**TASK INPUTS**
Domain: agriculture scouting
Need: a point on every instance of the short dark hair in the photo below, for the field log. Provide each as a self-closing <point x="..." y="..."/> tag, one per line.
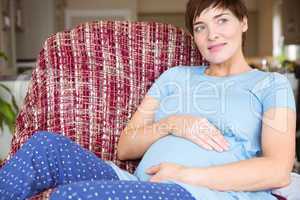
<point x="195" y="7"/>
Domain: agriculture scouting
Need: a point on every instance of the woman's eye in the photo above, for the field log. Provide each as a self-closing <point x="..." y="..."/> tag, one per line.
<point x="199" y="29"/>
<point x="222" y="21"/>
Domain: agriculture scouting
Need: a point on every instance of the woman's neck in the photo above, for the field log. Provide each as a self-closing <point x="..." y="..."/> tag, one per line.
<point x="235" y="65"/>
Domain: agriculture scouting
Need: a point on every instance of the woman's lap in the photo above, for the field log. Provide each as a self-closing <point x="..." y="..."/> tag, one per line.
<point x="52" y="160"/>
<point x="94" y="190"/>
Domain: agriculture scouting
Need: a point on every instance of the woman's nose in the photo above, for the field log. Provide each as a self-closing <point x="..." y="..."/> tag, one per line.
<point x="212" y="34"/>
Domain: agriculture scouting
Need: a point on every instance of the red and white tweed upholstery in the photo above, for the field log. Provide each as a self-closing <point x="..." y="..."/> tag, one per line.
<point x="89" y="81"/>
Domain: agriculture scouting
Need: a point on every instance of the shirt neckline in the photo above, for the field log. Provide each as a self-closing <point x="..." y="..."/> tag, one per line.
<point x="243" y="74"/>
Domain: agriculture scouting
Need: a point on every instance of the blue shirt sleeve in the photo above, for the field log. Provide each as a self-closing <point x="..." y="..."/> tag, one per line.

**EXERCISE**
Exactly reproduce each record, leaving out any pictures.

**FINAL RESULT**
Domain: agriculture scouting
Need: a point on every instance of the short dark hair in the photo below, for the field log. Provide each as a self-closing <point x="..." y="..."/> tag, one per line.
<point x="195" y="7"/>
Domain: agriculture scouting
Need: a point on every instance of the woman's eye in the photo above, for the field log. Provide each as a self-closing <point x="..." y="..."/> tag, one per line.
<point x="199" y="29"/>
<point x="222" y="21"/>
Domain: agriculture scouting
Need: a point on every instance of the woman's neck in the photo above, for the field log. Provide each as a self-closing <point x="..." y="..."/> tag, one per line.
<point x="235" y="65"/>
Domain: agriculture scouting
Need: a point on every instance of the woman's lap in the photo above, for the field log. Provide each as a self-closing <point x="..." y="..."/> tag, one per line.
<point x="52" y="160"/>
<point x="94" y="190"/>
Domain: agriculture scouting
Need: a point on every instance of the woman's nose in the photo above, for the field log. Provide each as a self-closing <point x="..." y="..."/> tag, one per line.
<point x="212" y="34"/>
Domain: agriculture scouting
Need: a point on every instance of the red and white tweed upholstery in the photo above, for the field log. Provide each as a self-closing <point x="..." y="..."/> tag, one per line.
<point x="89" y="81"/>
Domain: agriculture scouting
Need: a point on every instance of the shirt neckline in the photo above, for the field log. Provide each as a self-closing <point x="..." y="..."/> tag, one per line.
<point x="243" y="74"/>
Domain: agriculture scouting
Need: a point on every instance of the blue shirt sleeve in the photo above, for the field log. Provide each as a self-closing <point x="..." y="..."/> tag, one per line.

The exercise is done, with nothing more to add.